──────── Material for this exercise ────────
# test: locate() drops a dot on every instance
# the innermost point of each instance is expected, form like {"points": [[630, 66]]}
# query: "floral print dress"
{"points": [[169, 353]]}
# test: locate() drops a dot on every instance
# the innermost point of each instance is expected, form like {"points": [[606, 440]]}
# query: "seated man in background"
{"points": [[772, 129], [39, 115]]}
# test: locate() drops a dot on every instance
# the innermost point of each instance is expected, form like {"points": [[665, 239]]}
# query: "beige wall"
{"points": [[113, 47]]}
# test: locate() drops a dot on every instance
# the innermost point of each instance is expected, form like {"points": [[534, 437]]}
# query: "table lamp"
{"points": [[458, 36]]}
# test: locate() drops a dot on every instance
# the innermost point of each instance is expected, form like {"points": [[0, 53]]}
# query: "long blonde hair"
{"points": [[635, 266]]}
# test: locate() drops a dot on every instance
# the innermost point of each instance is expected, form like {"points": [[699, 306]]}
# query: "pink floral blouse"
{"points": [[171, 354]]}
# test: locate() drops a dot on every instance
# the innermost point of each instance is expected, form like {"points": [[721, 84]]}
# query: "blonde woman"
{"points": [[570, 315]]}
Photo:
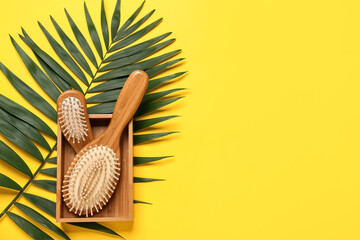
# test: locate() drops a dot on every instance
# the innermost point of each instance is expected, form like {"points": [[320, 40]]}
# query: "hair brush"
{"points": [[93, 174], [73, 119]]}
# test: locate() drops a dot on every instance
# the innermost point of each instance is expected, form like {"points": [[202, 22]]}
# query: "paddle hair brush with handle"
{"points": [[73, 119], [93, 174]]}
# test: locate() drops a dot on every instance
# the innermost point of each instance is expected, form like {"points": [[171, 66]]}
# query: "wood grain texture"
{"points": [[120, 206]]}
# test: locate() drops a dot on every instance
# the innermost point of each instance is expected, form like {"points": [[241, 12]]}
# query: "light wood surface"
{"points": [[126, 105], [120, 205], [73, 93]]}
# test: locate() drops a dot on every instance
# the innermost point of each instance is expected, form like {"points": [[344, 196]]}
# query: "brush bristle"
{"points": [[90, 182], [72, 119]]}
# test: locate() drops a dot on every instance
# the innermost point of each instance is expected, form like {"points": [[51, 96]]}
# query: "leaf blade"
{"points": [[126, 70], [115, 21], [49, 185], [136, 57], [52, 160], [104, 26], [38, 75], [73, 50], [142, 124], [81, 40], [150, 136], [147, 108], [64, 56], [19, 139], [7, 182], [131, 18], [13, 159], [144, 160], [134, 26], [24, 114], [142, 180], [93, 32], [96, 226], [50, 62], [157, 82], [136, 48], [134, 37], [25, 128], [49, 171], [44, 204]]}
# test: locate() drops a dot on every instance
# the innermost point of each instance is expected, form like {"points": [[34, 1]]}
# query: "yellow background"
{"points": [[270, 135]]}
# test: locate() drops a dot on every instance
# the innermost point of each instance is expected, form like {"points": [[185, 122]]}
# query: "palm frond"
{"points": [[123, 54]]}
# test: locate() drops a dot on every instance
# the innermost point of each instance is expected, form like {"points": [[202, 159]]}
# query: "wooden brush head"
{"points": [[73, 119], [92, 176]]}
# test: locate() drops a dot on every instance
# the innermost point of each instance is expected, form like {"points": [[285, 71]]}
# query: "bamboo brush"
{"points": [[93, 174], [73, 119]]}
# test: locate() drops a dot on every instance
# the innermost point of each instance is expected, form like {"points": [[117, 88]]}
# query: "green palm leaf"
{"points": [[156, 82], [150, 107], [60, 82], [7, 182], [115, 21], [18, 138], [81, 40], [44, 204], [73, 50], [24, 114], [135, 49], [64, 56], [151, 136], [49, 185], [104, 25], [126, 70], [56, 67], [159, 68], [141, 180], [137, 201], [134, 37], [40, 77], [49, 171], [52, 160], [41, 220], [130, 19], [141, 124], [28, 227], [93, 33], [143, 160], [24, 128], [134, 26], [119, 82], [96, 226], [136, 57]]}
────────
**What is expected**
Write out every line above exactly as it is, leaving out the pictures.

**Expected answer**
# test: locate() drops a dot on every instance
# the innermost point of each instance is expected, form like {"points": [[630, 66]]}
# query: "floral print dress"
{"points": [[169, 353]]}
# test: locate() drops a dot on every instance
# the innermost point of each instance is expected, form like {"points": [[606, 440]]}
# query: "seated man in background"
{"points": [[772, 129], [39, 115]]}
# test: locate() drops a dot on every instance
# the innermost point of each instance is expected, form like {"points": [[665, 239]]}
# query: "beige wall"
{"points": [[113, 47]]}
# test: locate() drops a dot on every instance
# the innermost point of each instance is expected, form like {"points": [[534, 437]]}
# query: "table lamp"
{"points": [[458, 36]]}
# test: locate() drops a dot on every instance
# the innermost point of each instance is expected, form like {"points": [[0, 53]]}
# query: "long blonde hair"
{"points": [[635, 266]]}
# test: locate() drops a dot on every instance
# the innermost point of each instance is expected, form like {"points": [[699, 306]]}
# query: "pink floral blouse"
{"points": [[171, 354]]}
# test: locate() drops a dot on every instance
# the innermost point of each instance is expected, form like {"points": [[721, 84]]}
# query: "blonde woman"
{"points": [[570, 315]]}
Photo:
# test: locate() drops a dot on every instance
# the innermost point of each instance is expected, form like {"points": [[320, 40]]}
# query: "hair brush"
{"points": [[93, 174], [73, 119]]}
# test: locate() drops a dot on every instance
# the innermost point of each instance is expected, form like {"points": [[202, 22]]}
# query: "paddle hair brush with handle"
{"points": [[73, 119], [93, 174]]}
# test: locate() drops a dot on every instance
# the innermost point of each instance is expected, form like {"points": [[171, 66]]}
# query: "wood grain texture"
{"points": [[120, 206]]}
# test: locate() drops a dot on every instance
# the innermost point of each instance is expected, form like {"points": [[241, 12]]}
# query: "light wood surface"
{"points": [[126, 105], [120, 205], [73, 93]]}
# test: locate() drops a dot on every instance
# the innermost point of each instance is expected, form like {"points": [[344, 196]]}
# query: "brush bristle"
{"points": [[90, 182], [72, 119]]}
# test: locate() drops a dot on every instance
# the innermost point of each instance is expected, form like {"points": [[51, 96]]}
# query: "leaf blade"
{"points": [[126, 70], [115, 21], [49, 185], [136, 57], [52, 160], [104, 26], [38, 75], [73, 50], [142, 124], [81, 40], [150, 136], [147, 108], [64, 56], [19, 139], [7, 182], [131, 18], [13, 159], [144, 160], [134, 26], [24, 114], [142, 180], [93, 32], [96, 226], [50, 62], [157, 82], [136, 48], [134, 37], [25, 128], [49, 171], [44, 204]]}
# test: locate() drops a dot on every instance
# the innermost point of each instance is expected, form like {"points": [[34, 1]]}
# query: "yellow background"
{"points": [[270, 135]]}
# test: locate() drops a dot on every instance
# the innermost point of each instance is expected, form like {"points": [[185, 122]]}
# query: "palm frond"
{"points": [[123, 54]]}
# test: locate() drops a dot on every instance
# the innermost point of each instance is expected, form like {"points": [[202, 159]]}
# query: "wooden brush head"
{"points": [[73, 119], [92, 176]]}
# test: locate() drops a dot on every instance
# the innermost point of each instance is expected, form like {"points": [[285, 71]]}
# query: "bamboo brush"
{"points": [[93, 174], [73, 119]]}
# test: locate() drops a dot on every instance
# the innermost point of each instance is expected, form like {"points": [[117, 88]]}
# query: "green palm leaf"
{"points": [[156, 82], [150, 107], [60, 82], [7, 182], [115, 21], [18, 138], [81, 40], [44, 204], [73, 50], [24, 114], [135, 49], [64, 56], [151, 136], [49, 185], [104, 25], [126, 70], [56, 67], [159, 68], [141, 180], [137, 201], [134, 37], [40, 77], [49, 171], [52, 160], [41, 220], [130, 19], [141, 124], [28, 227], [93, 33], [143, 160], [24, 128], [134, 26], [119, 82], [96, 226], [136, 57]]}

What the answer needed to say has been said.